What you are asked to do:
Look through the material beneath and copy each line with the word "vest".

Exercise inputs:
★ ★ ★ ★ ★
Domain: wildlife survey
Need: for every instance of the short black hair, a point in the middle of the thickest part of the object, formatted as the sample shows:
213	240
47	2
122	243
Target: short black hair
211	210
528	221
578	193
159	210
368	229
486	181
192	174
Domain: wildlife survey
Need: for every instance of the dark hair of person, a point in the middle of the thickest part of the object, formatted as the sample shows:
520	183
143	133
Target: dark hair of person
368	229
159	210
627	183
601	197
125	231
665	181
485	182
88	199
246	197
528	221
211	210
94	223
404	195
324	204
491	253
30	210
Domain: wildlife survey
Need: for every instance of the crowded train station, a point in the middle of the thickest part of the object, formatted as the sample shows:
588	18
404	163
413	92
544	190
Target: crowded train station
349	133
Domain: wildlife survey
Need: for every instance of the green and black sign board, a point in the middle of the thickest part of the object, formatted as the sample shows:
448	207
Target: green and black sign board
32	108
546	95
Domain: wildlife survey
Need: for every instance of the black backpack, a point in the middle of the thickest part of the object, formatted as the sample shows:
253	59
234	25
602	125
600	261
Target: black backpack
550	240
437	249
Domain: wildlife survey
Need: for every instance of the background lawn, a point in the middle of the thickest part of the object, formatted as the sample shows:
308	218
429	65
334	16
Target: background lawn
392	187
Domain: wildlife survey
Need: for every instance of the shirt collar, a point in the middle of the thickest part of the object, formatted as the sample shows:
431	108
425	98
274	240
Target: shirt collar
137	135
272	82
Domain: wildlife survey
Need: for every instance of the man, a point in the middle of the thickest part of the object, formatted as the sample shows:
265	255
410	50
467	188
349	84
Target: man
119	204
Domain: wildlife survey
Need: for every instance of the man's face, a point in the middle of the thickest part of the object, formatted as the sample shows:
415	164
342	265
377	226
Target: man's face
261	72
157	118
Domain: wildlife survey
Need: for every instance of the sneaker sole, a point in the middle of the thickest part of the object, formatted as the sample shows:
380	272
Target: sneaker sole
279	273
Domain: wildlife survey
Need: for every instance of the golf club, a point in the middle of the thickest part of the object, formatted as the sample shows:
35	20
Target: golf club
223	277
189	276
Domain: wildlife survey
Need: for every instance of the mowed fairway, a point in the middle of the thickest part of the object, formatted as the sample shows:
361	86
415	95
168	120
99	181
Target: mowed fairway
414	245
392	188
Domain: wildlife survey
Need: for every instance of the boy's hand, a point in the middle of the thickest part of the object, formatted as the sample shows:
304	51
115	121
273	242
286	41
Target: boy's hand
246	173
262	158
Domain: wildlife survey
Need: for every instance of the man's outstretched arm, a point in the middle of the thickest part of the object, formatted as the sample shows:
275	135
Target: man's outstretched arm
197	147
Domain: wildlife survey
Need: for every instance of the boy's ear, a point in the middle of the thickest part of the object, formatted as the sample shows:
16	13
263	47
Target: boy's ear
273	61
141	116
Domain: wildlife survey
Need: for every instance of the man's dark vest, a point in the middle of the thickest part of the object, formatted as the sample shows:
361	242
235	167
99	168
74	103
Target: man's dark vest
★ ★ ★ ★ ★
Finished exercise:
Need: for every instance of the man's dark vest, a point in the middle of the thickest part of the object, formatted as the sample shows:
Target: man's dark vest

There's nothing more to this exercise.